(Coordinate annotation entries)
★ ★ ★ ★ ★

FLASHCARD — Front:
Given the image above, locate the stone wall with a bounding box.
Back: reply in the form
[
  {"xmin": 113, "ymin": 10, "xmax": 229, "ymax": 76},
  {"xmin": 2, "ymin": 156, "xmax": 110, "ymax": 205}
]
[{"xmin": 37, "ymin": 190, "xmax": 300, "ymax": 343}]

★ ★ ★ ★ ★

Rewrite the items with "stone wall" changed to "garden wall" and every other word left as it is.

* _Full solution_
FLASHCARD — Front:
Given the image above, locate the garden wall with a bounding box.
Back: reply in the form
[
  {"xmin": 113, "ymin": 10, "xmax": 229, "ymax": 76},
  {"xmin": 2, "ymin": 156, "xmax": 110, "ymax": 205}
]
[{"xmin": 37, "ymin": 190, "xmax": 300, "ymax": 343}]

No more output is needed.